- [The input]

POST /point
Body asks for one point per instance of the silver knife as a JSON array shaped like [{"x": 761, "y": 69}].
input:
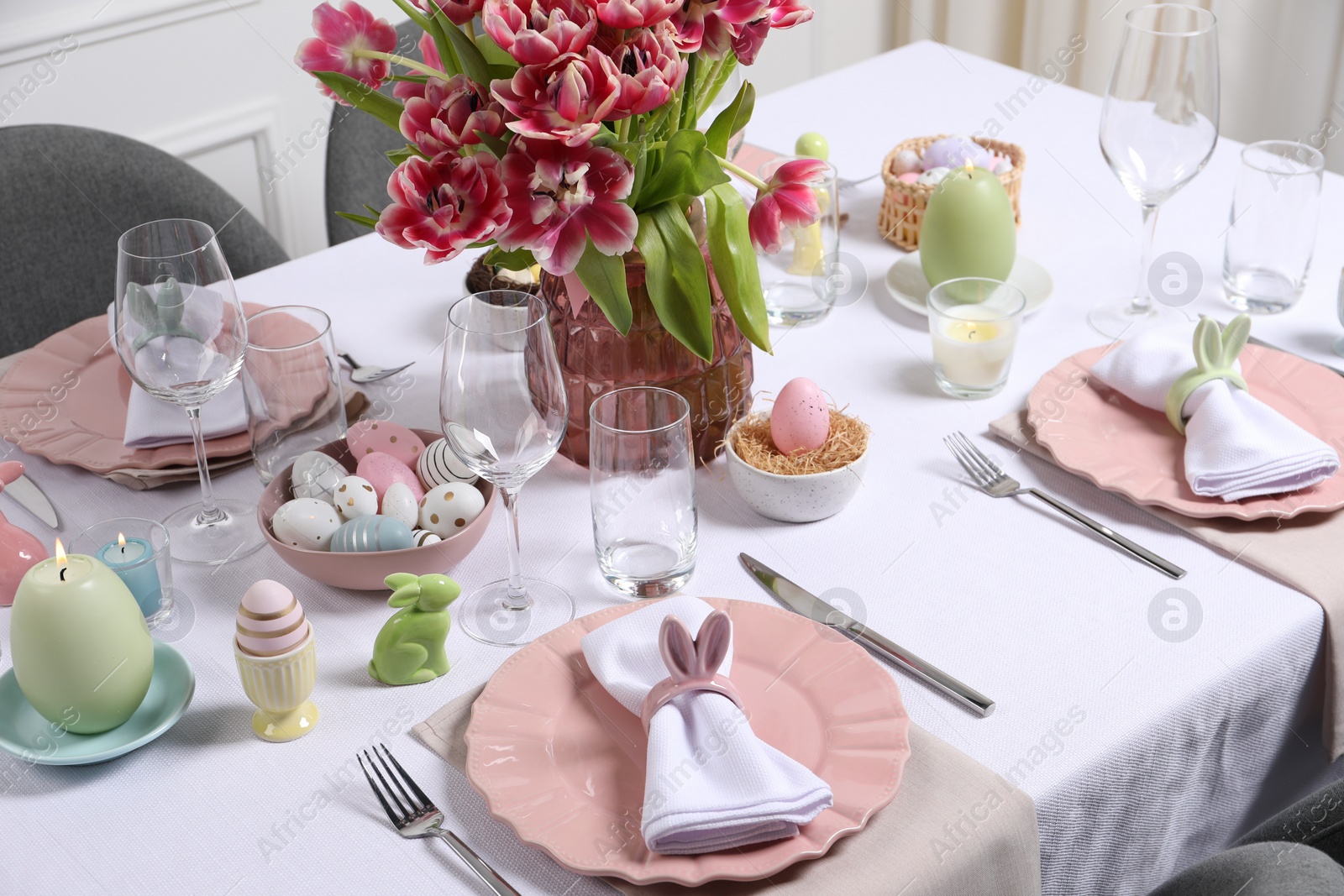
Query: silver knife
[
  {"x": 29, "y": 496},
  {"x": 806, "y": 604}
]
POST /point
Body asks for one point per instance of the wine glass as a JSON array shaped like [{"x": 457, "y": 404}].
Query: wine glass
[
  {"x": 504, "y": 411},
  {"x": 1159, "y": 125},
  {"x": 181, "y": 333}
]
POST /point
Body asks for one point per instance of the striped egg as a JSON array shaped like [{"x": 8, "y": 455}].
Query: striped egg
[
  {"x": 438, "y": 464},
  {"x": 423, "y": 537},
  {"x": 270, "y": 621},
  {"x": 371, "y": 533}
]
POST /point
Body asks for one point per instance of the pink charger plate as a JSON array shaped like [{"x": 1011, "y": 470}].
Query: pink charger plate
[
  {"x": 65, "y": 399},
  {"x": 1126, "y": 448},
  {"x": 562, "y": 763}
]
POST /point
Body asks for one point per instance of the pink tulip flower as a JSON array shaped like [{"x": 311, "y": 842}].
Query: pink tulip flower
[
  {"x": 449, "y": 114},
  {"x": 636, "y": 13},
  {"x": 537, "y": 33},
  {"x": 561, "y": 196},
  {"x": 340, "y": 34},
  {"x": 651, "y": 70},
  {"x": 564, "y": 101},
  {"x": 788, "y": 201},
  {"x": 445, "y": 204}
]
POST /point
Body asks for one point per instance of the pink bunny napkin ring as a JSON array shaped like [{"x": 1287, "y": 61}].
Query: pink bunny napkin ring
[{"x": 692, "y": 664}]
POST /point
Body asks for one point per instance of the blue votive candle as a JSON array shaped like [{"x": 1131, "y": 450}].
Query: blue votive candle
[{"x": 134, "y": 562}]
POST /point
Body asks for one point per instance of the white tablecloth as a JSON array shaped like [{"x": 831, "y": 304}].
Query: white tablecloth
[{"x": 1142, "y": 754}]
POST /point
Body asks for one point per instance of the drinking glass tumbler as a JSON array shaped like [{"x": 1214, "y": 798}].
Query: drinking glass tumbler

- [Work required]
Print out the whole of the material word for word, without pictures.

- [Result]
POST /point
Body asks for one point per instance of the silver knife as a JSON array shaped like [{"x": 761, "y": 69}].
input:
Query: silver knife
[
  {"x": 29, "y": 496},
  {"x": 806, "y": 604}
]
POST /point
Body asks for one point per instance of the wine glass as a JSON array shaped like [{"x": 457, "y": 404}].
Query: wine glass
[
  {"x": 504, "y": 411},
  {"x": 1159, "y": 125},
  {"x": 181, "y": 333}
]
POST /point
Body asks for one point per instance of the striped egg as a JSON array shaped like [{"x": 8, "y": 455}].
Query: striped egg
[
  {"x": 438, "y": 464},
  {"x": 423, "y": 537},
  {"x": 270, "y": 621},
  {"x": 371, "y": 533}
]
POST /point
Body asks for one point per instance of the pink charger plate as a JSON array shaped like [{"x": 1011, "y": 470}].
Query: pink charger plate
[
  {"x": 65, "y": 399},
  {"x": 1126, "y": 448},
  {"x": 562, "y": 763}
]
POST /point
Body asks for one point per instance of the pink tulip flower as a JSON array shaped like [{"x": 311, "y": 842}].
Query: pink tulip flower
[
  {"x": 449, "y": 114},
  {"x": 636, "y": 13},
  {"x": 537, "y": 33},
  {"x": 561, "y": 196},
  {"x": 340, "y": 34},
  {"x": 651, "y": 70},
  {"x": 564, "y": 101},
  {"x": 788, "y": 201},
  {"x": 445, "y": 204}
]
POST /point
Body asks for one point per instance of the pink bunny napkin ring as a JSON array shaped like [{"x": 1287, "y": 61}].
Query: pink bunny napkin ring
[{"x": 692, "y": 664}]
POST /point
Body asks for one point per instance of the blue votive candle as a JSON array shaped like [{"x": 1131, "y": 450}].
Query: blue votive candle
[{"x": 134, "y": 562}]
POST /point
Body asks for one point per instance of the white tablecloth as a JSON array shaped like [{"x": 831, "y": 304}].
Query: white tablecloth
[{"x": 1142, "y": 754}]
POST /point
Body asks for one point per instance of the drinking glass tumbler as a JSON array shaped like [{"x": 1214, "y": 798}].
Query: drinking glass tumbler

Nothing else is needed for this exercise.